» **WRITTEN PROBLEM**:
Quote precisely the final stretch of the listing: start at the line containing "Can you find the turbine nacelle" and stop after the last line.

[Items from a data source]

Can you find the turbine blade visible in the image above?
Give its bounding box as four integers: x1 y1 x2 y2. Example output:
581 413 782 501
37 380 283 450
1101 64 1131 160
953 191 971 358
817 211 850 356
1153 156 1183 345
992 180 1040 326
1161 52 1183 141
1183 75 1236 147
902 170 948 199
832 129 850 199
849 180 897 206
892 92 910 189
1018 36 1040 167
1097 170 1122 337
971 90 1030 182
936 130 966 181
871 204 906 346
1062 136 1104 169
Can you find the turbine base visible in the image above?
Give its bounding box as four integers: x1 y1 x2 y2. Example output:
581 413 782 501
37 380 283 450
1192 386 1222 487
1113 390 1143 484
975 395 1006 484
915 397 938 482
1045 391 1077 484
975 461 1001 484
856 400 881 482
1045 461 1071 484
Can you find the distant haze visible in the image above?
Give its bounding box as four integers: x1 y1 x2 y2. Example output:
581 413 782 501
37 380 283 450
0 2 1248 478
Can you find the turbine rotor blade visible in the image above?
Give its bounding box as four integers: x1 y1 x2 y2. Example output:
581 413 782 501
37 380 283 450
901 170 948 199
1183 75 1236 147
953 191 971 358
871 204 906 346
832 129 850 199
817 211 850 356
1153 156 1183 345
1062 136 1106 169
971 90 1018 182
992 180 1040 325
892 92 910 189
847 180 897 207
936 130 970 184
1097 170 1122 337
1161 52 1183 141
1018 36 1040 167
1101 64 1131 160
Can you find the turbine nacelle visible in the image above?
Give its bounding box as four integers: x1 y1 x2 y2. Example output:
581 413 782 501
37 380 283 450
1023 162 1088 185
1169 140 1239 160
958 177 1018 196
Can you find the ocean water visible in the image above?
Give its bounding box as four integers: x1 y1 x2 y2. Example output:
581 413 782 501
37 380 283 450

» **PROBLEM SOLUTION**:
Can you find the turbine nacelle visible in the image above?
Give its bounding box as four integers: x1 y1 x2 y2. Example output:
581 413 782 501
37 380 283 450
1023 162 1088 185
1169 140 1239 160
958 177 1018 196
Can you find the ocean water visible in the image above?
Give its bounding box as four integers: x1 y1 x2 y2. Example output:
581 413 782 501
37 380 283 450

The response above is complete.